*Do this*.
Please rewrite the rows below, swapping every "vertex pairs" for "coordinate pairs" and keeping everything else the same. Omit the pictures from your version.

*Data*.

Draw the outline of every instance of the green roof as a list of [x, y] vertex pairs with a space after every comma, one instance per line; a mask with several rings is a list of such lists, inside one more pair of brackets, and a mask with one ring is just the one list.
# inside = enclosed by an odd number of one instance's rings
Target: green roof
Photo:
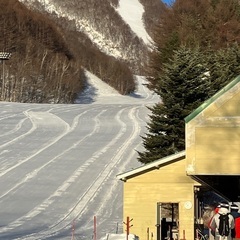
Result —
[[218, 99], [220, 96], [222, 96], [224, 93], [229, 91], [232, 87], [237, 85], [240, 82], [240, 75], [236, 77], [233, 81], [231, 81], [229, 84], [227, 84], [224, 88], [222, 88], [220, 91], [218, 91], [215, 95], [213, 95], [211, 98], [209, 98], [207, 101], [205, 101], [202, 105], [200, 105], [196, 110], [194, 110], [192, 113], [190, 113], [185, 118], [185, 123], [190, 122], [193, 118], [195, 118], [199, 113], [201, 113], [205, 108], [207, 108], [211, 103], [215, 102], [216, 99]]

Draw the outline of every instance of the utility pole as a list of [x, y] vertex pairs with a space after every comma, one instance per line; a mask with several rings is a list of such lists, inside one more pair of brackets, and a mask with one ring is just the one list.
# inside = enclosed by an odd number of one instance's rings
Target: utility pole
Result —
[[6, 60], [9, 60], [11, 53], [9, 52], [0, 52], [0, 60], [2, 62], [2, 94], [1, 99], [4, 100], [4, 91], [5, 91], [5, 73], [4, 73], [4, 63]]
[[133, 226], [133, 225], [130, 225], [131, 221], [133, 219], [129, 219], [129, 217], [127, 217], [127, 222], [123, 222], [125, 225], [126, 225], [126, 240], [128, 240], [128, 235], [129, 235], [129, 232], [130, 232], [130, 228]]

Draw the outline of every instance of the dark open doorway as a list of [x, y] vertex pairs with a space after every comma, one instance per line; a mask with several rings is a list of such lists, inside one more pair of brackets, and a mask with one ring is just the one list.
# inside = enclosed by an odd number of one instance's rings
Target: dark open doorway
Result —
[[178, 203], [157, 203], [157, 240], [178, 240]]

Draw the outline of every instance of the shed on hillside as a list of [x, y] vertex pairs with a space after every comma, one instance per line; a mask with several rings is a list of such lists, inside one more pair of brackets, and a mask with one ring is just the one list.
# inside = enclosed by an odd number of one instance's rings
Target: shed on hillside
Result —
[[132, 219], [130, 233], [140, 240], [163, 240], [166, 226], [171, 234], [177, 228], [176, 239], [193, 240], [205, 191], [239, 201], [240, 77], [185, 120], [186, 151], [117, 176], [124, 219]]

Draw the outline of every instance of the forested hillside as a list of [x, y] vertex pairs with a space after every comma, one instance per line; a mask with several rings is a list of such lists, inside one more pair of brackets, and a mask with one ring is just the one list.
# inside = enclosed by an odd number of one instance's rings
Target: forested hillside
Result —
[[135, 90], [149, 48], [117, 14], [118, 1], [0, 0], [0, 100], [71, 103], [87, 69], [121, 94]]

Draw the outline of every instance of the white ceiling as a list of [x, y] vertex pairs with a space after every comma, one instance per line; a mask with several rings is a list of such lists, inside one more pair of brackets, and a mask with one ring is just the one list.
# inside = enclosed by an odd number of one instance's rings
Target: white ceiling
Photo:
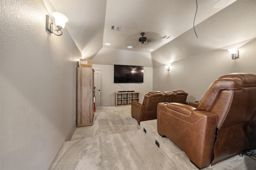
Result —
[[[221, 0], [224, 6], [214, 8], [218, 0], [197, 0], [195, 25], [236, 0]], [[156, 50], [193, 28], [196, 9], [196, 0], [50, 2], [53, 8], [51, 10], [68, 18], [63, 33], [68, 31], [83, 58], [88, 59], [93, 58], [102, 47], [151, 53], [150, 49]], [[111, 30], [112, 25], [121, 27], [121, 29]], [[148, 39], [144, 44], [138, 41], [142, 32]], [[172, 37], [161, 39], [165, 35]], [[105, 43], [111, 45], [106, 46]], [[133, 48], [128, 49], [128, 45]]]

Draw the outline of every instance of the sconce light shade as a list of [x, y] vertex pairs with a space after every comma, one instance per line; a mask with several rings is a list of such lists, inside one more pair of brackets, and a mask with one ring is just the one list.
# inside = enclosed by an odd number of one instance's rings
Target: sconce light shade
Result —
[[55, 19], [55, 25], [59, 29], [64, 28], [66, 23], [68, 21], [67, 17], [60, 12], [53, 12], [52, 16]]
[[[68, 19], [64, 15], [59, 12], [54, 12], [52, 13], [52, 16], [55, 19], [55, 24], [57, 29], [53, 28], [53, 21], [48, 15], [46, 15], [46, 29], [51, 33], [53, 33], [56, 35], [60, 36], [62, 35], [61, 29], [65, 27], [66, 23], [68, 21]], [[58, 34], [55, 33], [56, 31]], [[60, 33], [59, 33], [59, 31]]]
[[231, 55], [232, 59], [235, 59], [239, 57], [238, 51], [236, 50], [236, 48], [234, 48], [228, 50], [228, 51]]
[[233, 49], [230, 49], [228, 50], [228, 51], [229, 51], [229, 53], [231, 55], [232, 55], [232, 54], [236, 54], [236, 48], [234, 48]]

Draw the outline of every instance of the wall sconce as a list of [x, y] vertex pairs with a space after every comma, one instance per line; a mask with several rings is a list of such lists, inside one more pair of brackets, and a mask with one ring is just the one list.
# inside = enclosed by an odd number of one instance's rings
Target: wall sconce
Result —
[[230, 49], [228, 50], [228, 51], [231, 55], [231, 57], [232, 59], [235, 59], [236, 58], [238, 58], [239, 57], [238, 54], [238, 51], [236, 50], [236, 49], [235, 48]]
[[[64, 15], [57, 12], [52, 13], [52, 16], [55, 19], [55, 24], [57, 29], [53, 28], [53, 21], [52, 19], [48, 15], [46, 15], [46, 29], [50, 33], [55, 34], [56, 35], [60, 36], [62, 35], [62, 31], [61, 29], [64, 28], [66, 23], [68, 21], [68, 19]], [[56, 34], [54, 31], [56, 31], [60, 34]]]

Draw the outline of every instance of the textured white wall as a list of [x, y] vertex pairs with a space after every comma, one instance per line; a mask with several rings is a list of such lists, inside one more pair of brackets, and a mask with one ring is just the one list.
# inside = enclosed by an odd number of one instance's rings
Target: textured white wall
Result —
[[[256, 38], [153, 69], [153, 90], [184, 90], [187, 101], [201, 100], [211, 84], [223, 75], [234, 72], [256, 74]], [[237, 47], [239, 58], [232, 59], [227, 49]]]
[[0, 169], [48, 169], [76, 127], [81, 53], [46, 30], [42, 1], [0, 4]]
[[102, 70], [102, 105], [114, 105], [115, 92], [118, 91], [134, 90], [140, 92], [140, 101], [142, 102], [144, 96], [152, 91], [153, 68], [144, 67], [143, 83], [114, 83], [114, 65], [92, 64], [94, 70]]

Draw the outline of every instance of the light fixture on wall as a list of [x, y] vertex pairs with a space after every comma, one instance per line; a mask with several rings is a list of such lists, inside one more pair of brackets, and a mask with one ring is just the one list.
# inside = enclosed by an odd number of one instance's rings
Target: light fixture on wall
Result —
[[[55, 25], [57, 29], [53, 28], [53, 21], [50, 16], [46, 15], [46, 29], [51, 33], [53, 33], [58, 36], [61, 35], [62, 35], [61, 29], [64, 28], [66, 23], [68, 21], [68, 19], [64, 15], [57, 12], [53, 12], [52, 16], [55, 20]], [[54, 31], [58, 33], [55, 33]]]
[[228, 50], [228, 51], [229, 51], [229, 53], [230, 53], [232, 59], [238, 58], [239, 57], [238, 51], [236, 50], [236, 48], [230, 49]]

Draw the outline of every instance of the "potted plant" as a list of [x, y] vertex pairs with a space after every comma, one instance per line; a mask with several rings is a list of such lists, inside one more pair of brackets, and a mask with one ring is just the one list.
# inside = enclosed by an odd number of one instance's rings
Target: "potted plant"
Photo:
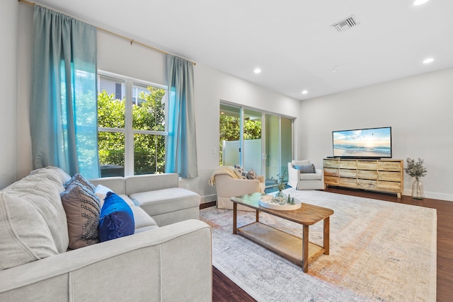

*Finished exercise*.
Draw the outline of every instance of the green roof as a list of [x, y] coordinate pairs with a space after every comma, one instance per line; a mask with several rings is a list of such lists, inside one more pair of brackets, and a mask with one ring is just the one list.
# inside = enclosed by an odd number of one instance's rings
Target: green roof
Photo:
Result —
[[218, 99], [220, 96], [222, 96], [224, 93], [229, 91], [232, 87], [237, 85], [240, 82], [240, 75], [236, 77], [233, 81], [231, 81], [229, 84], [227, 84], [224, 88], [222, 88], [220, 91], [218, 91], [215, 95], [213, 95], [211, 98], [209, 98], [207, 101], [205, 101], [202, 105], [200, 105], [196, 110], [194, 110], [192, 113], [190, 113], [185, 118], [185, 123], [190, 122], [193, 118], [195, 118], [199, 113], [201, 113], [205, 108], [207, 108], [211, 103], [215, 102], [216, 99]]

Draw the outline of every instance of the utility pole as a list of [x, y] coordinate pairs with a space after every comma, one instance per line; a mask with several rings is a list of such lists, inside one more pair of brackets, and a mask with one ring is just the one list.
# inside = enclosed by an odd number of one instance's rings
Target: utility pole
Result —
[[6, 60], [9, 60], [11, 53], [9, 52], [0, 52], [0, 60], [2, 62], [2, 94], [1, 99], [4, 100], [4, 91], [5, 91], [5, 73], [4, 73], [4, 63]]
[[133, 226], [133, 225], [130, 225], [131, 221], [133, 219], [129, 219], [129, 217], [127, 217], [127, 222], [123, 222], [125, 225], [126, 225], [126, 240], [128, 240], [128, 235], [129, 235], [129, 232], [130, 232], [130, 228]]

Draw the outline of every instance of the dark open doorway as a list of [x, y] coordinate pairs with a space after every comma, one instance per line; a mask with several rings is a list of such lists, inside one more pair of brackets, and a mask with one ring is just the one list.
# inside = enclosed by an odd number of one instance's rings
Target: dark open doorway
Result —
[[178, 203], [157, 203], [157, 240], [178, 240]]

Draw the outline of every instance of the shed on hillside as a list of [x, y] coordinate pairs with a space after every comma, one instance per line; a mask with several rings is a list of such lists, inside one more pair of brackets, and a mask with one ring is just the one list.
# inside = enclosed by an odd number of one instance's rings
Target: shed on hillside
Result —
[[132, 219], [130, 233], [140, 240], [163, 240], [166, 226], [171, 234], [177, 228], [176, 239], [193, 240], [205, 191], [239, 201], [240, 77], [185, 120], [186, 151], [117, 176], [124, 219]]

Draw the outline of every instance of the forested hillside as a list of [x, y] coordinate pairs with a space after every comma, one instance per line; a mask with several rings is a list of such lists, inside one more pair of brackets, and a mask with one ring is just the one list.
# inside = enclosed by an odd number of one instance's rings
Target: forested hillside
Result —
[[135, 90], [149, 48], [117, 14], [118, 1], [0, 0], [0, 100], [71, 103], [87, 69], [121, 94]]

Draw the outline of every instance of the white ceiling as a list of [x, y] coordinate pairs with a space after every comma, one instance per line; a mask with several rings is a list of such lists, inside one more pair of brackets, and a mask with one ring is just the one list.
# inside = enclosed by an odd number of one instance's rings
Target: white ceiling
Photo:
Result —
[[[221, 0], [224, 6], [214, 8], [218, 0], [197, 0], [195, 25], [236, 0]], [[156, 50], [193, 28], [196, 9], [196, 0], [50, 2], [53, 8], [51, 10], [68, 18], [63, 33], [68, 31], [83, 58], [88, 59], [93, 58], [102, 47], [151, 53], [150, 49]], [[111, 30], [112, 25], [121, 27], [121, 29]], [[148, 39], [144, 44], [138, 41], [142, 32]], [[172, 37], [161, 39], [165, 35]], [[105, 43], [111, 45], [106, 46]], [[133, 48], [128, 49], [128, 45]]]

Draw the outline of every instance of the sconce light shade as a list of [x, y] coordinate pairs with a space after every comma, one instance per line; a mask with several rings is a list of such lists, inside one more pair of brackets, and a mask with one ring is just the one list.
# inside = enclosed by an odd number of one instance's rings
Target: sconce light shade
Result —
[[55, 19], [55, 25], [59, 29], [64, 28], [66, 23], [68, 21], [67, 17], [60, 12], [53, 12], [52, 16]]
[[[68, 19], [64, 15], [59, 12], [54, 12], [52, 13], [52, 16], [55, 19], [55, 24], [57, 29], [53, 28], [53, 21], [48, 15], [46, 15], [46, 29], [51, 33], [53, 33], [56, 35], [60, 36], [62, 35], [61, 29], [65, 27], [66, 23], [68, 21]], [[58, 34], [55, 33], [56, 31]], [[60, 33], [59, 33], [59, 31]]]
[[231, 55], [232, 59], [235, 59], [239, 57], [238, 51], [236, 50], [236, 48], [234, 48], [228, 50], [228, 51]]
[[233, 49], [230, 49], [228, 50], [228, 51], [229, 51], [229, 53], [231, 55], [232, 55], [232, 54], [236, 54], [236, 48], [234, 48]]

Draw the outline of every instance of the wall sconce as a list of [x, y] coordinate pairs with a space after every comma, one instance per line; a mask with several rings is a list of such lists, inside one more pair of brackets, and a mask with one ring is just the one list.
# inside = enclosed by an odd number of one instance's rings
Target: wall sconce
Result —
[[230, 49], [228, 50], [228, 51], [231, 55], [231, 57], [232, 59], [235, 59], [236, 58], [238, 58], [239, 57], [238, 54], [238, 51], [236, 50], [236, 49], [235, 48]]
[[[64, 15], [57, 12], [52, 13], [52, 16], [55, 19], [55, 24], [57, 29], [53, 28], [53, 21], [52, 19], [48, 15], [46, 15], [46, 29], [50, 33], [55, 34], [56, 35], [60, 36], [62, 35], [62, 31], [61, 29], [64, 28], [66, 23], [68, 21], [68, 19]], [[56, 34], [54, 31], [56, 31], [60, 34]]]

Draw the outline of every instance of the textured white wall as a list of [x, y] coordinate pairs with a space after every comma, one instance per line; a mask with several rings is a list of such lists, inside one more pair of brackets, and a mask with one ring is just the one list.
# inside = enclosed by an odd number of one instance's rings
Target: textured white wall
Result —
[[[256, 38], [153, 69], [153, 90], [184, 90], [187, 101], [201, 100], [211, 84], [223, 75], [234, 72], [256, 74]], [[237, 47], [239, 58], [232, 59], [227, 49]]]
[[0, 169], [48, 169], [76, 127], [81, 53], [46, 30], [42, 1], [0, 4]]
[[102, 70], [102, 105], [114, 105], [115, 92], [118, 91], [134, 90], [140, 92], [140, 101], [142, 102], [144, 96], [152, 91], [153, 68], [144, 67], [143, 83], [114, 83], [114, 65], [92, 64], [94, 70]]

Draw the outline of every instance of the light fixture on wall as a list of [x, y] coordinate pairs with a space after every comma, one instance per line; a mask with several rings is a list of such lists, inside one more pair of brackets, and a mask with one ring is just the one list.
# inside = enclosed by an odd number of one instance's rings
Target: light fixture on wall
Result —
[[[55, 25], [57, 29], [53, 28], [53, 21], [50, 16], [46, 15], [46, 29], [51, 33], [53, 33], [58, 36], [61, 35], [62, 35], [61, 29], [64, 28], [66, 23], [68, 21], [68, 19], [64, 15], [57, 12], [53, 12], [52, 16], [55, 20]], [[54, 31], [58, 33], [55, 33]]]
[[228, 50], [228, 51], [229, 51], [229, 53], [230, 53], [232, 59], [238, 58], [239, 57], [238, 51], [236, 50], [236, 48], [230, 49]]

Draw the outline of every instance of the "potted plant" as a list of [x, y] coordinate pairs with a space after every comma, one instance per line; a mask with several rings is a list of such lists, inside one more pair of brackets, and a mask with one ring is just the one list.
# inside = enclosed by an odd number of one instance's rings
Target: "potted plant"
Photo:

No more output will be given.